### PROBLEM TO SOLVE
Copy everything in the data below exactly except the pictures.

### RECORDS
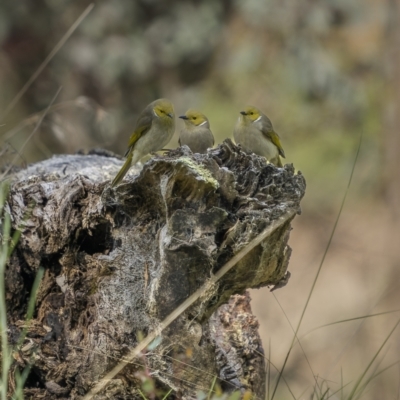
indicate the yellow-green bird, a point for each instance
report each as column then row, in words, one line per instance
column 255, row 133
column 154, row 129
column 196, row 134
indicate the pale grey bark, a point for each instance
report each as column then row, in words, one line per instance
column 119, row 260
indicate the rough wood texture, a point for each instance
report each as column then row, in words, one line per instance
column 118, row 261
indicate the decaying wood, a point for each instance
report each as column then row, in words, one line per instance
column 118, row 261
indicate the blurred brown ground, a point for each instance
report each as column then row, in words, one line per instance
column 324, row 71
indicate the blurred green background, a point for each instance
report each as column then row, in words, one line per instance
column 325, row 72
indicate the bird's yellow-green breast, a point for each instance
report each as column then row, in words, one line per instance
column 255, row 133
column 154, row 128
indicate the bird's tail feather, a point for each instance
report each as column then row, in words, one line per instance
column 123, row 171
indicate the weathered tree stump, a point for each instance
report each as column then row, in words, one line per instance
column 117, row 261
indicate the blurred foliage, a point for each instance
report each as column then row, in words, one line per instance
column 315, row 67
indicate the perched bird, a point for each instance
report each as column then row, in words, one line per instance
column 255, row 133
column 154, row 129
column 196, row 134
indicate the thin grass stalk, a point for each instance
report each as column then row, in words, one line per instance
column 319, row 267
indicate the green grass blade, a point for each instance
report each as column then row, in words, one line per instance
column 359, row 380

### TASK ANSWER
indicate the yellow-green bird, a point for each instance
report each as column then row, in words, one line per instance
column 255, row 133
column 154, row 129
column 196, row 134
indicate the pale grey bark, a point for each instance
report each as column then row, in words, one line per instance
column 119, row 260
indicate the rough wood texture, a point for each instance
report each as column then row, in words, one line per instance
column 118, row 261
indicate the decaying wood, a point for each instance
report each as column then row, in words, one line per instance
column 118, row 261
indicate the blurred brown ground, a point for each instance
report each as column then row, in words, one line per instance
column 324, row 71
indicate the blurred green background, a point for each instance
report each as column then row, in words, one line per instance
column 325, row 72
indicate the bird's yellow-green breast, a point for each instance
report each as column then row, in words, one line per instance
column 255, row 133
column 154, row 128
indicate the bird's tail feather, a point for each instance
report each as column then row, in words, one line per instance
column 123, row 171
indicate the weathered tree stump, a point for each instance
report each as column then row, in words, one line per instance
column 117, row 261
indicate the blurred foliage, a point for each instance
report each as column then row, in words, one line per instance
column 315, row 67
indicate the perched bird, a point for each instance
report each as column then row, in words, one line per instance
column 255, row 133
column 154, row 129
column 196, row 134
indicate the thin grass stalk, a point for each instance
report each as column then row, in words, one line per instance
column 319, row 267
indicate the green grass blade, a point for each instance
report each as column then row, in words, one line per instance
column 359, row 380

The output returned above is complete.